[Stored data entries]
§ §

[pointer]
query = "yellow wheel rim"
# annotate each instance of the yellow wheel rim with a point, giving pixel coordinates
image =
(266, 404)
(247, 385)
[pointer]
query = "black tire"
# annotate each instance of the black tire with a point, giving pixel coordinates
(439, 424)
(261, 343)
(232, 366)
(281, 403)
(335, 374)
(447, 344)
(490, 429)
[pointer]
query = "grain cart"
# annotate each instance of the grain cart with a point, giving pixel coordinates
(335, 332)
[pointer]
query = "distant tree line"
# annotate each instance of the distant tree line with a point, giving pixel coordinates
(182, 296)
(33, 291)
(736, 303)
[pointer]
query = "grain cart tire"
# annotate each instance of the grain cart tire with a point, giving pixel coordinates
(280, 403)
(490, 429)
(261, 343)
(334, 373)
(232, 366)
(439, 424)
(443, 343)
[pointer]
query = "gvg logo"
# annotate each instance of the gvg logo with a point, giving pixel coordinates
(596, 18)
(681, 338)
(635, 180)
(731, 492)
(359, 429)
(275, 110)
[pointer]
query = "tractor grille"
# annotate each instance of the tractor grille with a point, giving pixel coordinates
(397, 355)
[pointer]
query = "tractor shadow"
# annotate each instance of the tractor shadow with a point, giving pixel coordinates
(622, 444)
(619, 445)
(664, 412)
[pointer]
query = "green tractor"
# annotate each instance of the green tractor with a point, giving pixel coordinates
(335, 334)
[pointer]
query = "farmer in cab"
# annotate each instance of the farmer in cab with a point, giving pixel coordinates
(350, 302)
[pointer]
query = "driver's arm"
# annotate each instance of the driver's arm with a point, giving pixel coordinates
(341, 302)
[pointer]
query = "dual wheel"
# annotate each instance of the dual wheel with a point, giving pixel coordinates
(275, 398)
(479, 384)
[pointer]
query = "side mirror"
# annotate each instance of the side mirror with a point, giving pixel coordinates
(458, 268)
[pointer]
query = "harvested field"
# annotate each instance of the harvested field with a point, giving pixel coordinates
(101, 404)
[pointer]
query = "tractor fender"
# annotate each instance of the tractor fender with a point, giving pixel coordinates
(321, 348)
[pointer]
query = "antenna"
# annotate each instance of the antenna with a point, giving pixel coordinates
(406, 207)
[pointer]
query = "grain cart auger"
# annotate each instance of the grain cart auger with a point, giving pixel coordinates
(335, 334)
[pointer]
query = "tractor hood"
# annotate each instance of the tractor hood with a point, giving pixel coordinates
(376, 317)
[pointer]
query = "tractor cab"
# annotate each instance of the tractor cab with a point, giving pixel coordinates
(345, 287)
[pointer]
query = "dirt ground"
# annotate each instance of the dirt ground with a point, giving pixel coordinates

§ §

Every line that holds the word "ground" should be copied from the records.

query = "dirt ground"
# annotate each instance of the dirt ground with a point, giving pixel coordinates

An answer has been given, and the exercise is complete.